┌──
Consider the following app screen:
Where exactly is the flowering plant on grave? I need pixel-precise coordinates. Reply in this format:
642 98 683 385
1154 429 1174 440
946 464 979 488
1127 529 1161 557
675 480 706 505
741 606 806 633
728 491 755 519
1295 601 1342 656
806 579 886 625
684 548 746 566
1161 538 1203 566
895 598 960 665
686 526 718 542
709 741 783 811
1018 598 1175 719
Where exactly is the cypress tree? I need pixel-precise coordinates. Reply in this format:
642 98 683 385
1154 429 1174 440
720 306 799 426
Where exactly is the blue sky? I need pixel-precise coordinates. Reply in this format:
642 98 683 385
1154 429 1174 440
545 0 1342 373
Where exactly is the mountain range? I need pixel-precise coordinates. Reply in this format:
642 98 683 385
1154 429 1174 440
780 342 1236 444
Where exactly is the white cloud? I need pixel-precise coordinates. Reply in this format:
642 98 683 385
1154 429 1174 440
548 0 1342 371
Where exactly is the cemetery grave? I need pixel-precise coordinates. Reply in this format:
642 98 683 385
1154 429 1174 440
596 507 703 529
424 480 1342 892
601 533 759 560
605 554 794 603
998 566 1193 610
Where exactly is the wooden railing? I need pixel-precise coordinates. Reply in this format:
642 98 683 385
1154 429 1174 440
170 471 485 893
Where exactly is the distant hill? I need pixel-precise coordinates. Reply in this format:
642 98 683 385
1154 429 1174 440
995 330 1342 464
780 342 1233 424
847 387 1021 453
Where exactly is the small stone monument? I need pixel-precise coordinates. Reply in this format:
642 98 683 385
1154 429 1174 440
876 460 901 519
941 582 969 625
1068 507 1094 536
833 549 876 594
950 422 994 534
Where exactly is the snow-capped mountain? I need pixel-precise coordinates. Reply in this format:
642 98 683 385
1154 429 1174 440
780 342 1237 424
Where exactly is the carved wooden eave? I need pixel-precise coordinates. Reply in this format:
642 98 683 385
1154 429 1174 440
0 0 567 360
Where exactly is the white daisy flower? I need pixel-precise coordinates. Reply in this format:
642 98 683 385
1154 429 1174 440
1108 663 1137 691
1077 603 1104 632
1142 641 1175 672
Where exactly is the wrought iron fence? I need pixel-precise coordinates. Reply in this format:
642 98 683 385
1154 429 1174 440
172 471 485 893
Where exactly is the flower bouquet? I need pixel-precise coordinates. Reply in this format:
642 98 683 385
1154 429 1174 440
└──
Problem requirements
Copy all of the data above verbatim, keeping every line in its original order.

Output of the task
Consider the following app screen:
Where exactly is the flowering plant on grave? I need pixel-precise coordinates. Reply in this format:
642 98 683 385
1154 429 1174 440
946 464 979 488
1127 529 1161 557
675 480 706 505
741 606 806 633
728 491 755 519
1295 601 1342 656
806 579 886 625
684 548 746 566
1161 538 1203 566
895 598 960 665
686 526 718 542
709 741 783 811
1018 598 1175 719
Where exactly is the cypress tree? I need pixel-precise coordinates. Reply in this format:
642 98 683 385
1154 429 1174 440
720 306 799 426
Where exactly is the blue sky? I need pixel-precise coordinates. Reply in this format:
642 98 683 385
1154 429 1174 440
545 0 1342 373
Where exactly is the mountain range? I need pixel-precise coordinates. Reply in this format:
642 98 683 385
1154 429 1174 440
780 342 1236 444
Where exactly is the white cloud? I need pixel-precise coordinates. Reply in this format:
642 98 683 385
1154 429 1174 440
548 0 1342 371
Where exactly is the cemetery grave? I need pixel-precise coordinates. Reply in this format:
642 98 683 385
1154 429 1174 440
596 507 703 529
424 480 1342 892
601 533 759 560
605 554 794 603
998 566 1193 610
Where exactly is the wooden railing? I need pixel-precise coordinates. Reply in this format:
642 98 683 385
1154 429 1174 440
170 471 485 893
Where exactly is the distant hill? I need pixel-precise coordinates. Reply in this format:
642 98 683 385
1154 429 1174 440
995 330 1342 464
780 342 1233 424
847 387 1021 453
Where exactly is the small stone monument? I need pixel-precise coordinates. Reply in this format:
642 98 683 385
1154 429 1174 440
876 460 901 519
941 582 969 625
1068 507 1094 536
833 549 876 594
950 422 994 534
Where exactly is the snow-capped mountain? I need pixel-precise coordinates. Reply in this format:
642 98 683 385
1154 429 1174 440
780 342 1237 424
Where exactly is the carved wooden eave? I need pixel-precise coordinates. Reply in this format:
642 98 683 385
1154 429 1174 440
0 0 567 360
Where exactly is the white daisy flower? I need pixel-precise coordinates. Reply in this format:
642 98 683 385
1154 429 1174 440
1108 663 1137 691
1077 603 1104 632
1142 641 1175 672
Where exactly is the wrought iron fence? I need pixel-precise coordinates. Reply in this format:
642 98 683 385
1154 429 1174 440
172 471 485 893
Where exactly is the flower bouquet? I need pixel-precise coordinates. Reply in this format:
642 98 683 385
1154 429 1174 440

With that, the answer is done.